__Task statement__: If a line in the data below contains the word "metal", copy it out.

__Provided entries__:

★ ★ ★ ★ ★

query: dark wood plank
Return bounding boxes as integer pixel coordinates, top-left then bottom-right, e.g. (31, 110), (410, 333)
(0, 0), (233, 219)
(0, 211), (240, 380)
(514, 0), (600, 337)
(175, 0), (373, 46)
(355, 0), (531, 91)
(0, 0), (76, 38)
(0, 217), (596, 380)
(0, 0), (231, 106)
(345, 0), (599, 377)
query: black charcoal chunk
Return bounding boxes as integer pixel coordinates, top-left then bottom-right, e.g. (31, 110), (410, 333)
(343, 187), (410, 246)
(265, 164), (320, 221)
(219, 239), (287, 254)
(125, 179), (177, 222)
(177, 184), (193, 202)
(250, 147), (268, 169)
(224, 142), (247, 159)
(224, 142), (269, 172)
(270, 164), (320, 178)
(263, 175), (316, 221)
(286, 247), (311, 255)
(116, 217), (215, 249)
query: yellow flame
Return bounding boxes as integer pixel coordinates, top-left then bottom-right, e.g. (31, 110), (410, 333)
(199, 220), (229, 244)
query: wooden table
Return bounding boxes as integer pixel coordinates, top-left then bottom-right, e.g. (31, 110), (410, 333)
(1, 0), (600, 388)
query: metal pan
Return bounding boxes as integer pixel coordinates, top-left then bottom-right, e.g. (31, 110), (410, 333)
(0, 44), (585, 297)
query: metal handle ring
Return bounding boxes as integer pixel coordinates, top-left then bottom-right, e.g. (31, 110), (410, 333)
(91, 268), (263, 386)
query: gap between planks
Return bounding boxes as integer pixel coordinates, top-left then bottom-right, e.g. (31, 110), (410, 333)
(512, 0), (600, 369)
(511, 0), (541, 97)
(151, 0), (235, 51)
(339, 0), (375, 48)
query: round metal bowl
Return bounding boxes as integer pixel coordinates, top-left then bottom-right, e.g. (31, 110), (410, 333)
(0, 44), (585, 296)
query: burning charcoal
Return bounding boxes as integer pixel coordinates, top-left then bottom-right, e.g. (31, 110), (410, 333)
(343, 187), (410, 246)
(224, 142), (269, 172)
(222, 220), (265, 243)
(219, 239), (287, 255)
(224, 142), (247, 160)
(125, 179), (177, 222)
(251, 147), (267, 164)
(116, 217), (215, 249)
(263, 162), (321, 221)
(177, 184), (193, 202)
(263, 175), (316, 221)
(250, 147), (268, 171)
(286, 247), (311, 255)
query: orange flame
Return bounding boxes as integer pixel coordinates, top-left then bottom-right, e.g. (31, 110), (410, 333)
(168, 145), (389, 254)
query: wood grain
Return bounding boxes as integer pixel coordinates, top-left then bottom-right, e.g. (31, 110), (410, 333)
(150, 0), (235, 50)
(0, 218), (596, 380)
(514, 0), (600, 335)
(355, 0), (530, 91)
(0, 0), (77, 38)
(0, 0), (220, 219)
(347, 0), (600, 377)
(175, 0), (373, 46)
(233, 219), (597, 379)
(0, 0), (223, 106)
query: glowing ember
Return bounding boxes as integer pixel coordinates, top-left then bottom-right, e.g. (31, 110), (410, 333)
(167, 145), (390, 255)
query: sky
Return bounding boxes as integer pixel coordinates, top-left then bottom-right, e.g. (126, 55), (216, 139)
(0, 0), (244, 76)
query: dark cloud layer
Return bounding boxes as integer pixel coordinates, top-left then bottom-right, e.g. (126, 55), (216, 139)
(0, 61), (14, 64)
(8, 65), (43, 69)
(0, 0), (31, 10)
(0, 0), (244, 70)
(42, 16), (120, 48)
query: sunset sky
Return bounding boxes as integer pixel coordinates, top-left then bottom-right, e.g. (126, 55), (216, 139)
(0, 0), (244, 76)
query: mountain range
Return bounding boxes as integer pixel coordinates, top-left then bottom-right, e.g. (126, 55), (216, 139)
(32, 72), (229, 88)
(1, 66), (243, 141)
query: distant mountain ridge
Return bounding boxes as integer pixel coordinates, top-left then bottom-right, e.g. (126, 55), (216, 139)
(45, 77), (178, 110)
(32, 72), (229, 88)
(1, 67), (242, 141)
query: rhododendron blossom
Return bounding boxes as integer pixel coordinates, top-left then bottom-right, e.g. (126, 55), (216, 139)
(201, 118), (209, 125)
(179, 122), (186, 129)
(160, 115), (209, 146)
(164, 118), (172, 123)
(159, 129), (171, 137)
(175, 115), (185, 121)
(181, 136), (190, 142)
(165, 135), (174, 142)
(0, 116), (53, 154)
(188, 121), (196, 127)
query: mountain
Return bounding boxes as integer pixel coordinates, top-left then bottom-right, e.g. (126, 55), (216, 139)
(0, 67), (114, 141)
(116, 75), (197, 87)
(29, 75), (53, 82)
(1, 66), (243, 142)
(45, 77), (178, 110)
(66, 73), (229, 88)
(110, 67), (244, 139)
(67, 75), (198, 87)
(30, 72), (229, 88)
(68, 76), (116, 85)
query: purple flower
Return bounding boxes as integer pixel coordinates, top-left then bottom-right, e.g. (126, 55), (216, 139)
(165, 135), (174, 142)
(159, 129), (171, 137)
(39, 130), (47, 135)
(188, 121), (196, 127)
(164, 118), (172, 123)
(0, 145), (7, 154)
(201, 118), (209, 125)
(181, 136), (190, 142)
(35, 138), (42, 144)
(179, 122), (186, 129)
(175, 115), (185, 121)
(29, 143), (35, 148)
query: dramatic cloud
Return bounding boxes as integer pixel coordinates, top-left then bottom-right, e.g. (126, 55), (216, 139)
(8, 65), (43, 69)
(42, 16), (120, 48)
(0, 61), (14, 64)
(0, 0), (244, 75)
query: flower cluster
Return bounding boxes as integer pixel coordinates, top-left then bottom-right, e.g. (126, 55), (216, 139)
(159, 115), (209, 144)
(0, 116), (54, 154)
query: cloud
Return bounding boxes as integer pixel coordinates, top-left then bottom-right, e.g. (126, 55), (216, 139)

★ ★ ★ ★ ★

__Task answer__:
query: metal pan
query: metal handle ring
query: round metal bowl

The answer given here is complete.